## Begin Passage provided

Therefore, it would have been obvious before the effective filing date of the claimed invention to a person having ordinary skill in the art to which the claimed invention pertains to combine the teachings of LaFata, Virolainen, and Zhang to obtain the invention as specified in claim 10.

Claim 12 is rejected under 35 U.S.C. 103 as being unpatentable over LaFata in view of Virolainen as applied to claim 1 above, and further in view of Ahgren et al. (U.S. Patent Application Publication No. 2016/0050491 A1) (hereinafter Ahgren).

Regarding claim 12, as applied to claim 1 above, LaFata, as modified by Virolainen, discloses the claimed invention except explicitly disclosing for at least one group of client devices, determining a relative spatial arrangement of the client devices in the respective group of client devices, wherein generating the second audio streams is further based on the determined relative spatial arrangement of client devices in the at least one group of client devices.

## End Passage provided

**Short exercise 1:**
Copy the rows exactly, starting with the row containing "Annotate the utility" and ending with the row containing "<point>124,183</point>", both included.
The patent rejection text and the rows below it are unrelated to each other.

## Begin Items

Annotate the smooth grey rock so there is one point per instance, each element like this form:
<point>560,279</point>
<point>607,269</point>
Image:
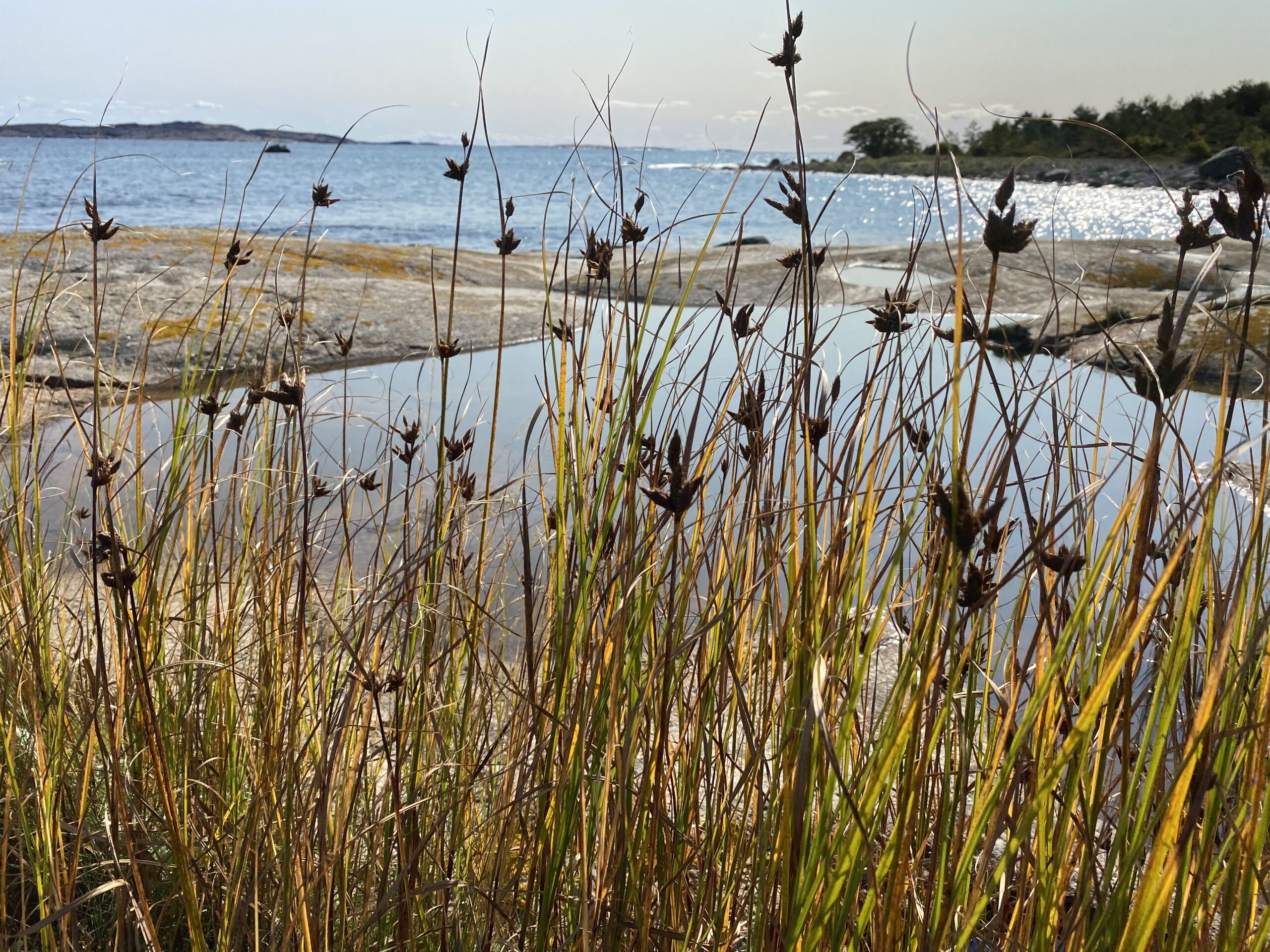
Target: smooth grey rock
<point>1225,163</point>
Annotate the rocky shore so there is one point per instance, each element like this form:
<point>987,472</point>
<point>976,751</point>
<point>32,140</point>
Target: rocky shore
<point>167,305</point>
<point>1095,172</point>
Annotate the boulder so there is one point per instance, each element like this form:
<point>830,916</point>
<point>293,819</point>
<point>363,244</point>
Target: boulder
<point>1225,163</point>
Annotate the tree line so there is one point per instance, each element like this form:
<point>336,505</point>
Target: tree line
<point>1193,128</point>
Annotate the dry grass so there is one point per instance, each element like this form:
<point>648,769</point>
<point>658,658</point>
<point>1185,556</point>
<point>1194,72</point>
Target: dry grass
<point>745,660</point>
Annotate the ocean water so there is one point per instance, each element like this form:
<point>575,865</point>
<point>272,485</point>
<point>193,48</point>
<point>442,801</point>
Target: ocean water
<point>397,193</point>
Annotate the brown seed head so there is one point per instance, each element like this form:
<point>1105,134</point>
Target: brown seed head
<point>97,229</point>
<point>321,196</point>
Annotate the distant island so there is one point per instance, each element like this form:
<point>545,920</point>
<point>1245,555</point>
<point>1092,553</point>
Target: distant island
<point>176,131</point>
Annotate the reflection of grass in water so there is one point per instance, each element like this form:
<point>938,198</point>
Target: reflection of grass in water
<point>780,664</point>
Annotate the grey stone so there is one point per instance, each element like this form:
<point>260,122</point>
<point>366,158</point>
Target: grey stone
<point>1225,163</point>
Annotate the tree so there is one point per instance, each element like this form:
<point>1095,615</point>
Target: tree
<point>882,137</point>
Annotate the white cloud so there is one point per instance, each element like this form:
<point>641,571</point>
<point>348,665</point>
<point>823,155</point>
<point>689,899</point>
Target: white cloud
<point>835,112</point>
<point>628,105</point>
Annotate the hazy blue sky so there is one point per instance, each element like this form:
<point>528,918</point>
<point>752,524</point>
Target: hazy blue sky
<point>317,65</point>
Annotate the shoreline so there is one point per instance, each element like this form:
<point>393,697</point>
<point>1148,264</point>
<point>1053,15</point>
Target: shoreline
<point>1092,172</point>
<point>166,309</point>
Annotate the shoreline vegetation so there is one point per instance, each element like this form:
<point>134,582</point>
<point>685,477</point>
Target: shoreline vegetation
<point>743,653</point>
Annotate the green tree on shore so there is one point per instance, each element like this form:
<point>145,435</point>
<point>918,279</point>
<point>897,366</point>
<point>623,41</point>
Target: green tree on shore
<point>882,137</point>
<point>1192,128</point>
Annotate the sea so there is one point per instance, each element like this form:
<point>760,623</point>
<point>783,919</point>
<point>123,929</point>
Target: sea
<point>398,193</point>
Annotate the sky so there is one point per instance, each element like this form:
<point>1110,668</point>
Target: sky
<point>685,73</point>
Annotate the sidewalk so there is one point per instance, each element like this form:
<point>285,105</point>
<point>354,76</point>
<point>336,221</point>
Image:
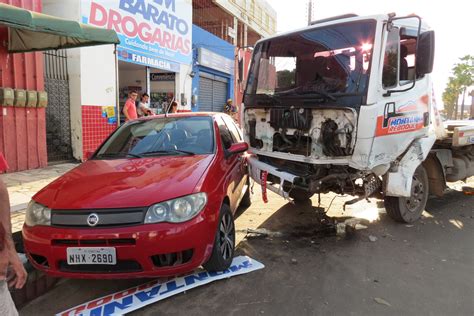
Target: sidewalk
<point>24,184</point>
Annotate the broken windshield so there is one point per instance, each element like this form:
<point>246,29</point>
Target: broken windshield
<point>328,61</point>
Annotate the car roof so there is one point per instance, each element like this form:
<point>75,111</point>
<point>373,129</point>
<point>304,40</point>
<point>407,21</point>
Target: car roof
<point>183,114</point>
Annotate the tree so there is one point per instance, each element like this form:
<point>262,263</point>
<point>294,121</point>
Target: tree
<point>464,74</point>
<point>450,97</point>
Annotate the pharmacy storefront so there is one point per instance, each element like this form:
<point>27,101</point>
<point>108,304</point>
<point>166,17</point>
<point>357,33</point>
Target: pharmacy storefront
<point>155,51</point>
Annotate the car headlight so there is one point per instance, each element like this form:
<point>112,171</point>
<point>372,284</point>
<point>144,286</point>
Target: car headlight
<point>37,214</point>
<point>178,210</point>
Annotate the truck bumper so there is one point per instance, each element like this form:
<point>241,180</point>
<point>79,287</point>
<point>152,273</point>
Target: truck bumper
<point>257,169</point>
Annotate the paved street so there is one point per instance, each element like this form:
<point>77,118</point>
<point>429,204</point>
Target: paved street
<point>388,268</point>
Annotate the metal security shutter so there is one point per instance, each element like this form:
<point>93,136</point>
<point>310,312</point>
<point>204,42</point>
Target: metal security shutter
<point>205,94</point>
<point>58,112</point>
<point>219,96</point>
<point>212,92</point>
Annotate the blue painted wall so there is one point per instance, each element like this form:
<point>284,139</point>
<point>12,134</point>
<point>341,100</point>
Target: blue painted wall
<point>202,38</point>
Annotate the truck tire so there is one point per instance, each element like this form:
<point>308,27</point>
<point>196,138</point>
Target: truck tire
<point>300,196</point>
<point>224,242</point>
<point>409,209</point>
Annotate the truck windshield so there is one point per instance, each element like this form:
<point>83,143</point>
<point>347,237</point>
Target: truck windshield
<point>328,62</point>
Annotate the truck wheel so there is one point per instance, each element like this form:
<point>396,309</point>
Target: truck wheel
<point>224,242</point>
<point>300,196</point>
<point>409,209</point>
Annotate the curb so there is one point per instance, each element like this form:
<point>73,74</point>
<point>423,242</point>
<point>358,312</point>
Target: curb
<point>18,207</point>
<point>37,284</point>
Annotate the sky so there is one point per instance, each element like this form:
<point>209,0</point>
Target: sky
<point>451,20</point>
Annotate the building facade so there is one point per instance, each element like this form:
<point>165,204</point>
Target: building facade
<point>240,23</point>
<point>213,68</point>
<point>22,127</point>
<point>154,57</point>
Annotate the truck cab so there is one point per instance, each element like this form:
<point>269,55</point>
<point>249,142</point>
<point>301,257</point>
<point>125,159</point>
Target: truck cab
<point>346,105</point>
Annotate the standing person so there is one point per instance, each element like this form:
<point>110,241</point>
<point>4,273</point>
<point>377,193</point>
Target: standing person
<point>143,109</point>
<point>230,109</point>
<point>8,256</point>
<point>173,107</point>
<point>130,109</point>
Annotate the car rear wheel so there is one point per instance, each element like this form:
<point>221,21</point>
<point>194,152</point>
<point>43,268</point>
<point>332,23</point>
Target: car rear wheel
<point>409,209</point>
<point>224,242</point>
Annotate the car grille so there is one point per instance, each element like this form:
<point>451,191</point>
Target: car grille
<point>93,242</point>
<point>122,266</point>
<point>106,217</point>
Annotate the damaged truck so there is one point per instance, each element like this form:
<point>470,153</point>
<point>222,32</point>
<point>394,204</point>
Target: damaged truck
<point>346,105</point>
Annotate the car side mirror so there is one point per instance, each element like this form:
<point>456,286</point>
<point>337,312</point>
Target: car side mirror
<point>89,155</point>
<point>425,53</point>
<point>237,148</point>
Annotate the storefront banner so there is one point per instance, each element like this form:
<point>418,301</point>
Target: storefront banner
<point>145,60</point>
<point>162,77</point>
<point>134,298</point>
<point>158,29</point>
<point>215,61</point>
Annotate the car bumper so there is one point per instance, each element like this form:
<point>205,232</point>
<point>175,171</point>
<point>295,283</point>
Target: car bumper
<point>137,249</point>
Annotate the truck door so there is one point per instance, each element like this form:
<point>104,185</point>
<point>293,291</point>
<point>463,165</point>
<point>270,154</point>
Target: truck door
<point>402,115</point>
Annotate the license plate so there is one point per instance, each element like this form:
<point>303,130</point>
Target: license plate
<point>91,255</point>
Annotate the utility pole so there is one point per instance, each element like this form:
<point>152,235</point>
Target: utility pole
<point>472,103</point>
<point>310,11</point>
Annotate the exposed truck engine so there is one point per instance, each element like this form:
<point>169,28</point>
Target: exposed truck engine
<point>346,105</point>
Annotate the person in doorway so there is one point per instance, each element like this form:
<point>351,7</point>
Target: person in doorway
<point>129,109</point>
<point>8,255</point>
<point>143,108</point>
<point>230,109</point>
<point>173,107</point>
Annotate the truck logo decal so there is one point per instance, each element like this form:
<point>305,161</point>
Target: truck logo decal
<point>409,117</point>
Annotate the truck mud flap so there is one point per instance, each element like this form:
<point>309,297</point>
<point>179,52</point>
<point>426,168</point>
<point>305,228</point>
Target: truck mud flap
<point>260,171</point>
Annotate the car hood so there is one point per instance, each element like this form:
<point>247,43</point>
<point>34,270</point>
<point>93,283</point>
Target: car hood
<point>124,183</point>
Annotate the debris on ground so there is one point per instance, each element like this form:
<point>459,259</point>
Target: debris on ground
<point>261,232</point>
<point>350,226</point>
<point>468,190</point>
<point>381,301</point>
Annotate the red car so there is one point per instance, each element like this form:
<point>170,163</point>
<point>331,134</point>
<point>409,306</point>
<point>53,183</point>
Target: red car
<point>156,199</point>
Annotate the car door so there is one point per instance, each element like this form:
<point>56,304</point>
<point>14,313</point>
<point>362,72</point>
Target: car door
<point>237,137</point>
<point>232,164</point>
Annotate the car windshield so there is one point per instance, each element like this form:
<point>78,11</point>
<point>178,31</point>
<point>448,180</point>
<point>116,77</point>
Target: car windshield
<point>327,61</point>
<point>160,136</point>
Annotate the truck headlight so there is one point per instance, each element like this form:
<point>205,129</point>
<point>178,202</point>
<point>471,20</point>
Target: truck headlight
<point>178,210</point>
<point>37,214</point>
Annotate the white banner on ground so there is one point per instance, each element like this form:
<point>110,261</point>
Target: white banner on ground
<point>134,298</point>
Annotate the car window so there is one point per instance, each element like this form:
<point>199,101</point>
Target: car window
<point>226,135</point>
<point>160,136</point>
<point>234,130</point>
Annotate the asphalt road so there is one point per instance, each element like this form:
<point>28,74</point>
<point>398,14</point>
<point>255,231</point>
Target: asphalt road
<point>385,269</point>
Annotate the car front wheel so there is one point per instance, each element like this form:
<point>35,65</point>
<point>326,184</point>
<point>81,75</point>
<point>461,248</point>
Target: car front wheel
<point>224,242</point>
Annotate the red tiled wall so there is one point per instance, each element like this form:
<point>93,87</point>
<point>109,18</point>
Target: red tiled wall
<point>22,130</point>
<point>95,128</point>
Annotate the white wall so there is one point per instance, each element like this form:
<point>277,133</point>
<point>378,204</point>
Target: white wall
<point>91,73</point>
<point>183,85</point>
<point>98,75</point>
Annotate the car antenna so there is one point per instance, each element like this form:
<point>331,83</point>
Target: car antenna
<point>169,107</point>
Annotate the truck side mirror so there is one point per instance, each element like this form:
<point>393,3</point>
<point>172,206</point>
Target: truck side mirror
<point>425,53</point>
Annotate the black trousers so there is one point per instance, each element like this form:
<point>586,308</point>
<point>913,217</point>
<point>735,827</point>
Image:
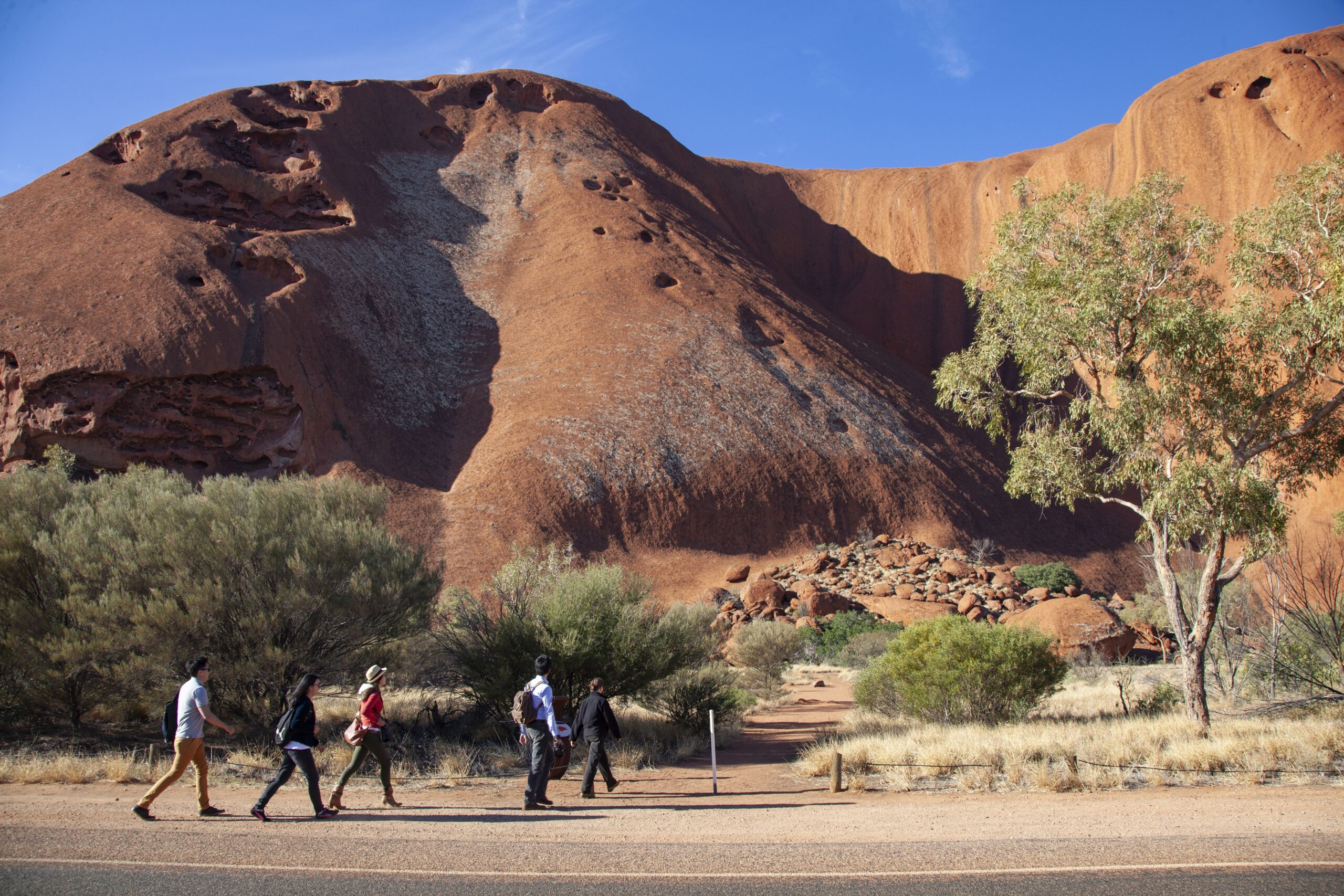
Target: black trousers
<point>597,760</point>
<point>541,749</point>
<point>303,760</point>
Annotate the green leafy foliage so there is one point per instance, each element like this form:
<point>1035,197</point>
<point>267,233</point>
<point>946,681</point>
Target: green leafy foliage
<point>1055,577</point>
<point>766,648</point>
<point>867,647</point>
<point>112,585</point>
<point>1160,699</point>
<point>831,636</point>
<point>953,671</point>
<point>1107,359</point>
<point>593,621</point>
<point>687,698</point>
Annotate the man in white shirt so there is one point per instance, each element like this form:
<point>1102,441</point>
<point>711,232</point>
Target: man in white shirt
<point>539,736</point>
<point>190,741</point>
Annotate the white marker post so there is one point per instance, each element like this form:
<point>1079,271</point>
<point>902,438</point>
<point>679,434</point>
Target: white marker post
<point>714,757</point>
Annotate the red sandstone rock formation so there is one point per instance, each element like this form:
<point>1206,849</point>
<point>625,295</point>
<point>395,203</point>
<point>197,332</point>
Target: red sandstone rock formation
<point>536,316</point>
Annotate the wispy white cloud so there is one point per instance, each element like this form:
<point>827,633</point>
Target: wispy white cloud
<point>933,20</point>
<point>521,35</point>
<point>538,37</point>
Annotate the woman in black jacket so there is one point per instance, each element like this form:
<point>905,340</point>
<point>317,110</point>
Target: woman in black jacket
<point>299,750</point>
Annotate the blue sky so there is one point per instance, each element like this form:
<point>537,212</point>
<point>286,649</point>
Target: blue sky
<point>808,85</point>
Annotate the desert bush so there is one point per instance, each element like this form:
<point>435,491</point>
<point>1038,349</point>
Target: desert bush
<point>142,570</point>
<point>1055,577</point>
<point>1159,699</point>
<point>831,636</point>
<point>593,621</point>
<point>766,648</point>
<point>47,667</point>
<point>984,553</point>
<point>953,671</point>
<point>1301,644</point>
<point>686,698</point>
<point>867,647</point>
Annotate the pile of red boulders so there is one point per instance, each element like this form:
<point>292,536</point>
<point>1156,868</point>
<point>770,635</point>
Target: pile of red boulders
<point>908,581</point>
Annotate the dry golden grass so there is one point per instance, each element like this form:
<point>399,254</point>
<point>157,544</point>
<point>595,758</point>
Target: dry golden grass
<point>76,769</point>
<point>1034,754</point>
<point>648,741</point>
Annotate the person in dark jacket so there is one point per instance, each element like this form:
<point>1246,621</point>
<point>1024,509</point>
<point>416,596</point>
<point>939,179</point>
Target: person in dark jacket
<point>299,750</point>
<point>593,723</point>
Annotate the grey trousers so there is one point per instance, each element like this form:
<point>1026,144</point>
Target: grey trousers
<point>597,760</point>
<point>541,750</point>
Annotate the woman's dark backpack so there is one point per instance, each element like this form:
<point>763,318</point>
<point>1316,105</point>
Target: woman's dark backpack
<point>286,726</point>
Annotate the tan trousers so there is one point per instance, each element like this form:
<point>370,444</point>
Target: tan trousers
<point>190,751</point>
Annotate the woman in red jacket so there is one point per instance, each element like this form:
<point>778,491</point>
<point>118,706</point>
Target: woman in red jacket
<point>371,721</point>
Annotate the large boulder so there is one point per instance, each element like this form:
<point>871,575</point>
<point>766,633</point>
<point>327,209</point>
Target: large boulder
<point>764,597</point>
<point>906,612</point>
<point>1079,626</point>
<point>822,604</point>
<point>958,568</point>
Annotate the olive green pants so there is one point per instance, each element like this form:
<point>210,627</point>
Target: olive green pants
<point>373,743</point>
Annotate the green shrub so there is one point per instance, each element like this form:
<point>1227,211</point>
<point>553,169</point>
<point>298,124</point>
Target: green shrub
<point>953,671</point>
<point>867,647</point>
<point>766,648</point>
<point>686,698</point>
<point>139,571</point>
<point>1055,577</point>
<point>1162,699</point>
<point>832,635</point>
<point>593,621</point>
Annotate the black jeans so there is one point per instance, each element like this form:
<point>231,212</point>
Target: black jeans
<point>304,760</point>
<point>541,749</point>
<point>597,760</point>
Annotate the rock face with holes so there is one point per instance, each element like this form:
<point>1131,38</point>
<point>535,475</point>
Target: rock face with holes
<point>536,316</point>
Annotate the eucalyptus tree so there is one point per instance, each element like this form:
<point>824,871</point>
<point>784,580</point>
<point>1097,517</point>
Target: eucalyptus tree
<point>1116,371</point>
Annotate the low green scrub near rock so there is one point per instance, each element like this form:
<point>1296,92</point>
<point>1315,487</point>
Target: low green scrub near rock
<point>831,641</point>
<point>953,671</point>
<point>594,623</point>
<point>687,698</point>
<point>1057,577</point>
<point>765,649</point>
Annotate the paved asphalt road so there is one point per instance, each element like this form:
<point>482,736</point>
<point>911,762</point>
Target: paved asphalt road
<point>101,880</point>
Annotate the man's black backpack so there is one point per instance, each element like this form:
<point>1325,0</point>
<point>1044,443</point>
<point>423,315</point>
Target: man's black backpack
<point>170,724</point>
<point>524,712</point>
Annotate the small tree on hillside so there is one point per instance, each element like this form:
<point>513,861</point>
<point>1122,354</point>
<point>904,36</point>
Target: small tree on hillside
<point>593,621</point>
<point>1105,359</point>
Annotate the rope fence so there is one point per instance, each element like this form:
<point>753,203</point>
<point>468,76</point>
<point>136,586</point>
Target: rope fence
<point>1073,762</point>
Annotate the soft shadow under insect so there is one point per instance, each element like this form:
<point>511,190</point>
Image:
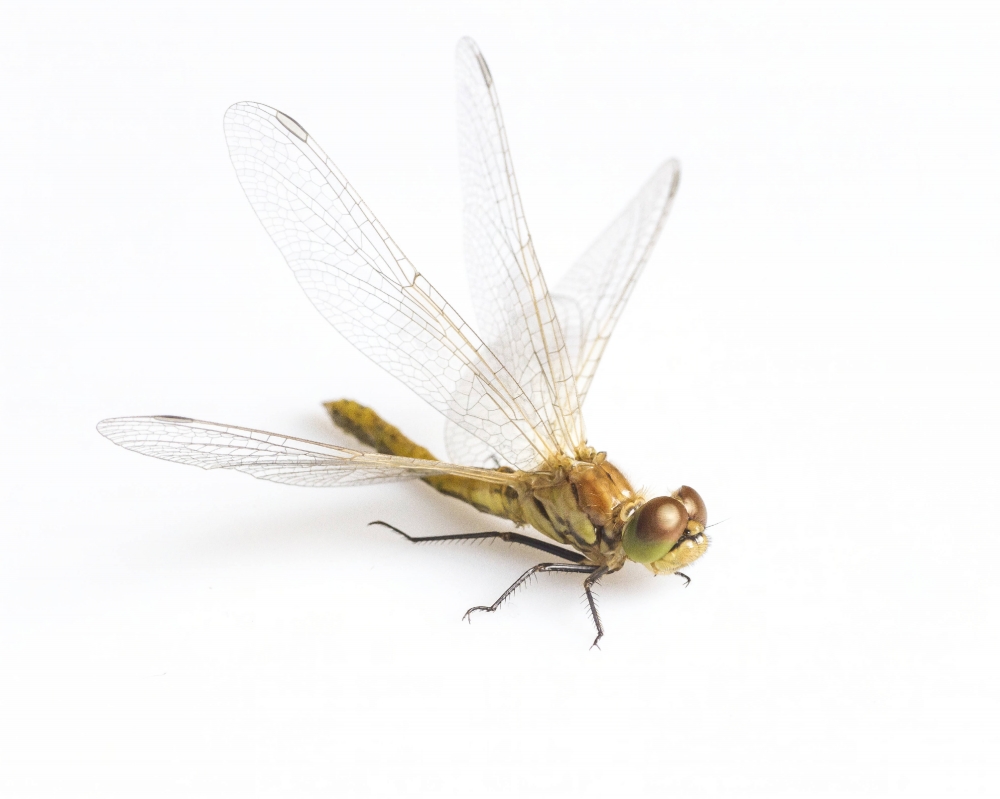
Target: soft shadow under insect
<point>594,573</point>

## End Items

**Short exercise 2:**
Answer these from the patent rejection text:
(a) Which three references are combined to obtain the invention of claim 10?
(b) Which claim is rejected over LaFata in view of Virolainen and further in view of Ahgren?
(c) What is the publication number of Ahgren?

**Task solution 1:**
Annotate the utility pole so there is one point per instance, each element like this form:
<point>152,235</point>
Target: utility pole
<point>472,103</point>
<point>310,11</point>
Annotate the exposed truck engine so there is one point per instance, each element like this form:
<point>169,28</point>
Target: exposed truck engine
<point>346,105</point>
Annotate the person in doorway so there is one point per instance, each element like this form:
<point>351,7</point>
Target: person in doorway
<point>129,109</point>
<point>8,255</point>
<point>143,108</point>
<point>230,109</point>
<point>173,107</point>
Annotate the truck logo decal so there is one point per instance, each element like this form:
<point>305,161</point>
Target: truck logo decal
<point>409,117</point>
Annotate the truck mud flap so there is one point per instance, each element like this form:
<point>309,297</point>
<point>179,52</point>
<point>426,168</point>
<point>305,228</point>
Target: truck mud flap
<point>260,171</point>
Annotate the car hood so there is one point per instance, each element like this form:
<point>247,43</point>
<point>34,270</point>
<point>93,283</point>
Target: car hood
<point>124,183</point>

**Task solution 2:**
(a) LaFata, Virolainen, and Zhang
(b) Claim 12
(c) U.S. Patent Application Publication No. 2016/0050491 A1